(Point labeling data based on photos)
—————

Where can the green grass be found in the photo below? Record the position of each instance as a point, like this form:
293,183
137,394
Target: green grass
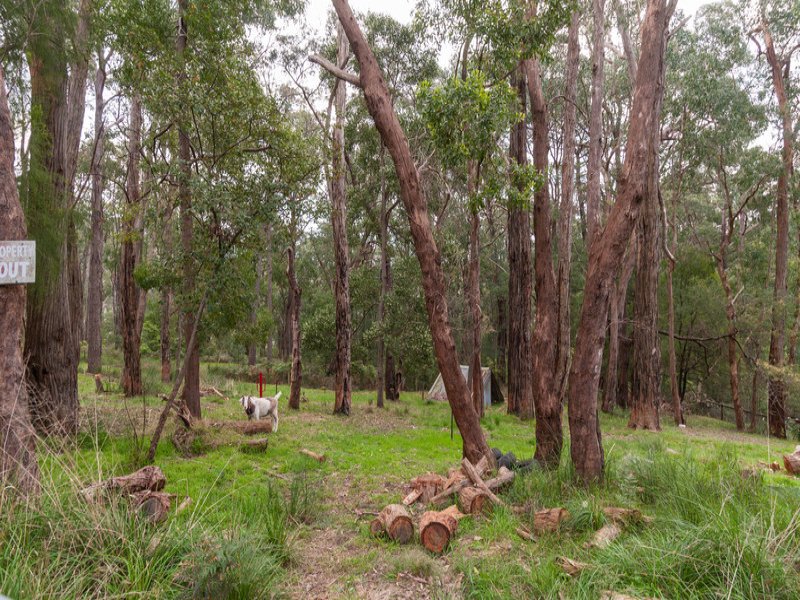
261,524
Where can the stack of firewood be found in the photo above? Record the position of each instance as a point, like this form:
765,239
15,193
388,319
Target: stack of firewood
466,484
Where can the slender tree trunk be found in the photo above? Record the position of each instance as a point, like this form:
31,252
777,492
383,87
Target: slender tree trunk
296,371
380,108
18,466
520,352
545,338
474,290
191,386
52,347
129,291
608,249
565,208
94,308
776,385
596,123
340,249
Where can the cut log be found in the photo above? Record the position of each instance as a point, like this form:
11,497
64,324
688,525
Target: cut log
792,461
436,529
314,455
257,446
472,473
149,478
473,501
154,506
395,521
549,520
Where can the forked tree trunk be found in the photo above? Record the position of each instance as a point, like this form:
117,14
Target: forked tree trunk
380,108
608,249
129,292
340,249
520,352
545,338
191,385
18,466
94,304
776,385
296,370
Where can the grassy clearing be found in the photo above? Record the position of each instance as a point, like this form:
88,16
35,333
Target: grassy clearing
282,525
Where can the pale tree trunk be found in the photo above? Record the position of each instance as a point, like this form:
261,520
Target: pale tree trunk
340,248
638,177
18,466
520,353
593,195
296,370
474,290
380,108
776,385
549,433
52,347
129,291
565,208
191,386
94,304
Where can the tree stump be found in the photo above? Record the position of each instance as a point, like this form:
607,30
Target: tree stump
792,461
436,529
395,521
473,501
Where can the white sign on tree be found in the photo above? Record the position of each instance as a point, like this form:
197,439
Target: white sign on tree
17,262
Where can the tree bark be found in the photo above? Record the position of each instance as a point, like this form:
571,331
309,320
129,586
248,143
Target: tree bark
191,386
52,346
776,385
380,108
296,372
129,292
340,247
607,251
94,304
18,466
520,352
545,338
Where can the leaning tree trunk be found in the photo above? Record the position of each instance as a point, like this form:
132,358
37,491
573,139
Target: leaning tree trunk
191,385
637,179
545,339
380,108
776,386
18,466
129,291
52,346
341,253
296,370
94,304
520,352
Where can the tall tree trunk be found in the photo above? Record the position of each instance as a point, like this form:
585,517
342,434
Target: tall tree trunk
593,195
129,291
52,347
191,385
565,208
639,175
776,385
474,290
296,370
18,466
545,338
340,248
94,304
380,108
520,352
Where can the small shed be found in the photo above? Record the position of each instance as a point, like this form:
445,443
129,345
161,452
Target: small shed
492,394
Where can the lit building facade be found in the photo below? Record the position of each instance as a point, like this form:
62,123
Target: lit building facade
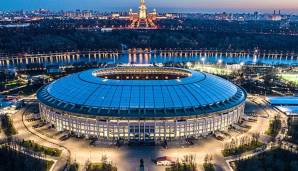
143,104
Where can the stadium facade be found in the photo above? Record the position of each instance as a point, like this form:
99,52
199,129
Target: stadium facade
143,104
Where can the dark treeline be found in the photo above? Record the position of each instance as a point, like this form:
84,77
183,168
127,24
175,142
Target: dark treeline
47,38
12,160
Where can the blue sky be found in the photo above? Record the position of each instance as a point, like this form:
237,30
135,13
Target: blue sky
164,5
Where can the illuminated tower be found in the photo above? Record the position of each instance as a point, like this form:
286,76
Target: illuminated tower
143,10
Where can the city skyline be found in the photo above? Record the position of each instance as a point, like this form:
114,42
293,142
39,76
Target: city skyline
287,6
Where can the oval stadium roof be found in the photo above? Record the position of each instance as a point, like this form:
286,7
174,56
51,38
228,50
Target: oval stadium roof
85,93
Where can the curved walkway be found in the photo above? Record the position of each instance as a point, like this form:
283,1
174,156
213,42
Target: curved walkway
41,139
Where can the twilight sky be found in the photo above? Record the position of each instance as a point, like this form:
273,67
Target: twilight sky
164,5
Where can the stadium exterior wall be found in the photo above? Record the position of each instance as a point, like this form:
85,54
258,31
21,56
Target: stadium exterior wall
155,130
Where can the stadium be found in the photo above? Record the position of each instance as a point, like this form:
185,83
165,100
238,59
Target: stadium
141,104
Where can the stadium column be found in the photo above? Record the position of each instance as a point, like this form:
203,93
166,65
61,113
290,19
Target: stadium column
128,130
175,133
108,130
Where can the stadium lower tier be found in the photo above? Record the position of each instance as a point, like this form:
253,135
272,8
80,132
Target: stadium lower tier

—————

◆ **Given task**
Retype all of the data above word for word, leaving out the pictures.

◆ **Response to this task**
Where can the green grass be found in the photo below? Record the position of each instance as a point, like this form:
293,183
137,394
Target: green grass
261,524
Where can the stack of firewood be found in the photo above? Record the position of each instance as a point, like this form:
765,239
15,193
388,319
Target: stack of firewood
466,484
Where can the slender tree trunk be found in the photo above? Record the position of each instance as a point, like this form:
31,252
777,492
383,87
Target: slender tree trunk
296,371
380,108
18,466
520,352
545,338
474,290
191,386
52,347
129,291
608,249
565,208
94,308
776,385
596,123
340,249
Where can the cut log be found in the photo above? Record the position of each instance as a point, like this form:
11,497
64,324
688,525
Target: cut log
792,461
436,529
314,455
257,446
472,473
149,478
473,501
154,506
395,521
549,520
Where can the forked tree trunk be found in the photo above? Record the position of each instance as a point, like this form:
117,14
Target: forked tree trunk
380,108
608,249
129,292
340,249
520,352
545,338
191,385
18,466
94,304
776,385
296,370
Where can the grassy clearing be found in the photo above? Record the position of each instance as a point, like this form:
88,16
35,333
Target: grassy clearing
282,525
Where can the pale tree trunk be found in the photo above? Record the position of each instance as a point, like this form:
261,520
Target: pale tree trunk
340,248
638,177
18,466
520,353
593,195
296,370
474,290
380,108
776,385
549,433
52,347
129,291
565,208
191,386
94,304
Where can the tree stump be found in the photo above? Record the position of each instance as a point, like this form:
607,30
Target: tree stump
792,461
436,529
395,521
473,501
Where can the white sign on tree be found in the photo above? Record the position of each instance as a point, like this form:
197,439
Target: white sign on tree
17,262
Where can the tree bark be found in the photo above? Record the position of each instance as a point, like this form:
571,331
309,320
129,586
248,143
Target: tree bark
191,386
52,346
776,385
380,108
296,372
129,292
340,247
607,251
94,304
18,466
520,352
545,338
Where can the leaning tree trunk be found in the photo above? Record the position of each instance as a point, like this form:
132,358
37,491
573,139
Target: leaning tree trunk
191,385
637,179
545,339
380,108
776,386
18,466
129,291
52,346
341,253
296,370
94,304
520,352
Where can the tall tree trunk be found in the photo above? Record the position of each instance as a point, like this form:
585,517
342,434
Target: tall tree trunk
593,195
129,291
52,347
191,385
565,208
639,175
776,385
474,290
296,370
18,466
545,338
340,248
94,304
380,108
520,352
Where can the small shed be found in the photo above? Record the position of each instance as a point, like this form:
445,443
129,345
161,452
Target: small shed
492,394
Where can the lit building facade be found in the photo below? Record the position of each instance as a point, like this form:
62,123
Target: lit building facade
143,104
Where can the stadium facade be found in the photo above? Record the position of each instance as a point, like this form:
99,52
199,129
Target: stadium facade
143,104
Where can the dark treeline be found in the photo above? Record the position of each instance as a point, like this form:
84,77
183,168
127,24
175,142
Target: dark treeline
47,38
12,160
Where can the blue sky be found in the photo above? Record the position of each instance as a point, like this form:
237,30
135,13
Target: blue sky
164,5
Where can the illuminated tower be found in the photo above? Record the position of each instance as a point, like this form:
286,76
Target: illuminated tower
143,10
Where can the city skyline be found in the photo above? Record the position of each instance as a point, like this form:
114,42
293,142
39,76
Target: city skyline
287,6
Where can the oval stadium roof be found in the photo above? Record the position of each instance as a point, like this form:
286,7
174,56
51,38
228,50
Target: oval stadium roof
85,93
Where can the curved walkway be found in the photo above? Record the position of each instance as a point, like this form:
283,1
174,156
213,42
Target: curved walkway
41,139
Where can the twilight sky be found in the photo above? Record the position of each instance as a point, like this form:
273,67
Target: twilight sky
164,5
Where can the stadium exterior wall be found in the photo above? Record the position of each instance as a point, like this form:
85,54
258,31
21,56
Target: stadium exterior wall
155,130
Where can the stadium be found in the photo above? Record the position of each instance as a point, like this form:
185,83
165,100
238,59
Target: stadium
141,104
Where can the stadium column be found in the photo above? Record the position of each instance as a point, like this form:
203,93
166,65
61,113
290,19
Target: stadium column
128,130
175,133
108,130
Where can the stadium lower tier be found in the photo above? Record the position of each instance as a point, like this form:
253,135
272,8
80,132
Target: stadium lower tier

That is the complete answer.